-- Start DATA SECTION --
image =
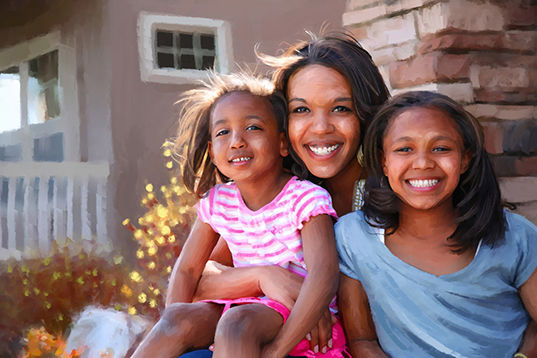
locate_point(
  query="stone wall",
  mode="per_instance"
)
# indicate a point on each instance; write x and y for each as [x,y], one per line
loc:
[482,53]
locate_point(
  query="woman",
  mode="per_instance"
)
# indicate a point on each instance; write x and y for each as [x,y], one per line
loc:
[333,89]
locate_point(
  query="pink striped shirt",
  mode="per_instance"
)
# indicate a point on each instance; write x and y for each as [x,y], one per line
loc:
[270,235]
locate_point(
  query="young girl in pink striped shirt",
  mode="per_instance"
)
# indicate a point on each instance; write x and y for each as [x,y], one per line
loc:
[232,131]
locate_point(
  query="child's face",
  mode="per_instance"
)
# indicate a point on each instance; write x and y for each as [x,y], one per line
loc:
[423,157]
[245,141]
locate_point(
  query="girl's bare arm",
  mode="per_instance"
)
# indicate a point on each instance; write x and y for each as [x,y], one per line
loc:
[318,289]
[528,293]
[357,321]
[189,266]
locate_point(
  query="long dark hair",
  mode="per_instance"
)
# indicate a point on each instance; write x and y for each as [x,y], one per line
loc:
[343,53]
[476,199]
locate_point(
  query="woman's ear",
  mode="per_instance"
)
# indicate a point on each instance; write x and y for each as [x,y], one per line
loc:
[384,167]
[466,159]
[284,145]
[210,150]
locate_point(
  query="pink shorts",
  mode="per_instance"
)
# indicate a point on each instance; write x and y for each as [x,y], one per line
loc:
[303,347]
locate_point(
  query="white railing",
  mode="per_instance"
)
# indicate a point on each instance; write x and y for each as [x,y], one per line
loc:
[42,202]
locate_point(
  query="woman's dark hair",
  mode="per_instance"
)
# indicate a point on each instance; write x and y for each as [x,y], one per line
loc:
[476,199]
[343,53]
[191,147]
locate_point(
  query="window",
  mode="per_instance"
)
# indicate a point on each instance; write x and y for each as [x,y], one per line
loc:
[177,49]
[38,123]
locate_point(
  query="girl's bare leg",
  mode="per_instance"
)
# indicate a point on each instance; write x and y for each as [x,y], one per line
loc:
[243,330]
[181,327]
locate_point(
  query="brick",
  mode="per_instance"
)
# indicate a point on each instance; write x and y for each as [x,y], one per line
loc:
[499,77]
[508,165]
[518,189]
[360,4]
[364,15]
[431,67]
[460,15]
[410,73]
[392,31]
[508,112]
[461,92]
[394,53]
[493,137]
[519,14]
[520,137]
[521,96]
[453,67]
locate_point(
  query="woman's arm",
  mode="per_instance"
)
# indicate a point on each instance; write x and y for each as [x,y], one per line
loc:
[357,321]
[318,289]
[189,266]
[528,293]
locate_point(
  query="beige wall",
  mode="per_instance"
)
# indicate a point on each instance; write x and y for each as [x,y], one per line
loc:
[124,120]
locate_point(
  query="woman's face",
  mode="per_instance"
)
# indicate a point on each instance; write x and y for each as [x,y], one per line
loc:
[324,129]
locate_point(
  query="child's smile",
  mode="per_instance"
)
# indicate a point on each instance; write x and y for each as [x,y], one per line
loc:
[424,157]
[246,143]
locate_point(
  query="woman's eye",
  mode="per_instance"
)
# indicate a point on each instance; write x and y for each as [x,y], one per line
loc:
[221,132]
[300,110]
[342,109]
-- End DATA SECTION --
● **GOAL**: Each record must be quoted in full and exactly. Do not include the pictures.

● **TASK RESULT**:
image =
locate_point(
  query="stone wall",
  mode="per_instance"
)
# indicate a point on each instance; write x and y for each as [x,y], one per line
loc:
[482,53]
locate_point(
  query="woman",
  mode="per_instance"
)
# indicate a point on each instance; write x and y for each as [x,y], one per line
loc:
[333,89]
locate_point(
  query="pink striped shirt",
  mode="per_instance"
)
# indicate a point on each instance; write x and y for each as [x,y], one per line
loc:
[270,235]
locate_point(
  query="young girl in pink striped shirt",
  mode="per_instance"
)
# indicate a point on each instance; write x and y for each as [x,y], one per line
loc:
[232,131]
locate_point(
  query="child's face",
  mode="per_instance"
)
# indicate a point on each instance; write x and y for each as [x,y], one per line
loc:
[423,157]
[245,141]
locate_point(
  query="girl's bare arm",
  mode="per_instance"
)
# indicate a point on each instance; write x and y for each as [x,y], one per line
loc:
[318,289]
[528,293]
[357,321]
[189,266]
locate_point(
  query="long dark hair",
  mode="per_instance"
)
# indicate a point on each instance; write x and y for each as [x,y], one per line
loc:
[343,53]
[476,199]
locate_point(
  query="woman's ear",
  mode="per_instance"
)
# indicate a point on each instance; write x and y for each as [x,y], one per line
loc:
[384,167]
[466,159]
[284,145]
[210,150]
locate_point(
  query="pink shorts",
  mode="per_instance"
)
# indicate a point on each instance; write x and y for each as [x,y], one per line
loc:
[303,347]
locate_point(
  query="white railing",
  mode="per_instance"
)
# indicate a point on each instance; write x and y for each as [x,y], one per line
loc:
[42,202]
locate_point(
  query="woman's dark hair",
  mode="per_instance"
)
# indicate a point on each instance; write x and y for each as [x,y], one per line
loc:
[476,199]
[343,53]
[191,147]
locate_point(
  query="window",
  mode="per_instance"
)
# indicate a point on each instance; write x and y for each as [x,y], one per line
loc:
[177,49]
[38,123]
locate_point(
  query="girl's bare leg",
  mode="per_instance"
)
# indicate a point on each instance; write x and y for each as [x,y], one per line
loc:
[243,330]
[181,327]
locate_point(
  query="brick",
  mode="per_instance"
)
# indicate a point on each instance; write x and y for each as [x,y], one per line
loc:
[499,77]
[508,165]
[518,189]
[360,4]
[364,15]
[431,67]
[460,15]
[410,73]
[392,31]
[508,112]
[461,92]
[394,53]
[493,137]
[519,14]
[520,137]
[521,96]
[453,67]
locate_point(
  query="woman's arm",
  mode="per_instance"
)
# indicate a point on each instance; write x and y for each as [x,y], one per line
loc:
[357,321]
[318,289]
[189,266]
[528,293]
locate_point(
  query="beige wall",
  mode="per_instance"
)
# indicate a point on each instance; write x and y for each as [x,y], one per line
loc:
[124,120]
locate_point(
  query="woman's face",
  mode="per_instance"
)
# indicate a point on each instance; write x and y for each as [x,y], one per line
loc:
[324,129]
locate_point(
  query="child's smile",
  mode="per_instance"
)
# indicate a point on each instance; write x and y for each as [x,y], one per line
loc:
[424,157]
[246,143]
locate_point(
  query="woman's eye",
  mode="per_instance"
)
# indicate a point on each instance; write x and y for each as [x,y], one per line
loc:
[221,132]
[300,110]
[342,109]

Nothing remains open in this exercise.